> Records provided
------

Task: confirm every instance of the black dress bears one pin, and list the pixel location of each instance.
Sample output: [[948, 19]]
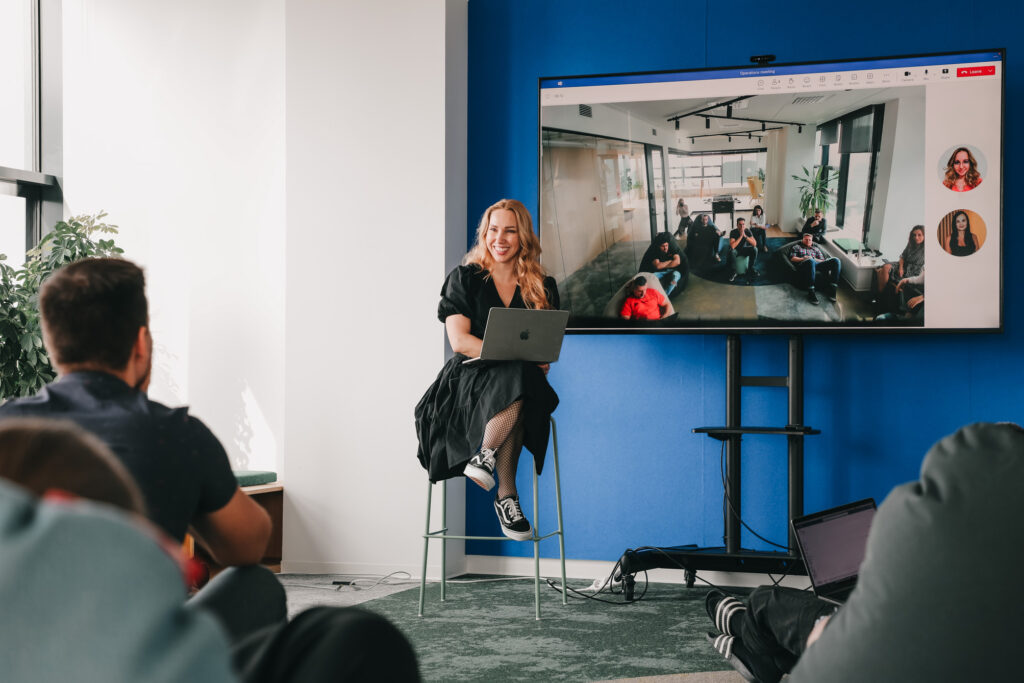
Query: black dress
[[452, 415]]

------

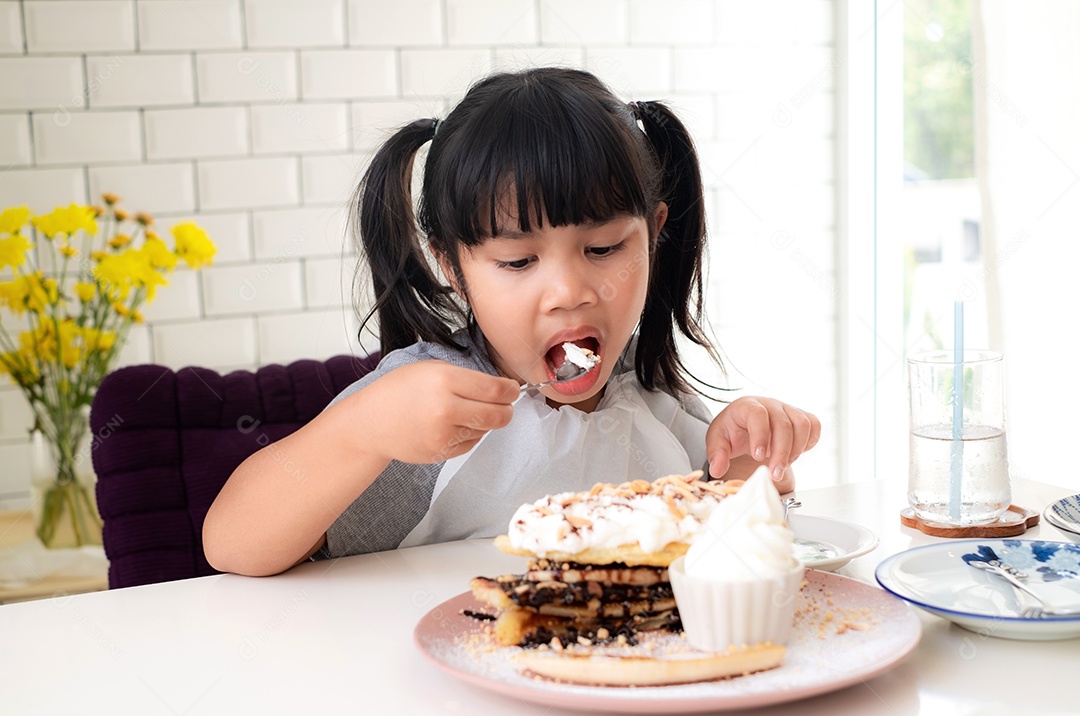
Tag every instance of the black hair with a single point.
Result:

------

> Work instructions
Determine the count of lines in the data above with the string "instance" in them, and give that count alone.

> Response below
2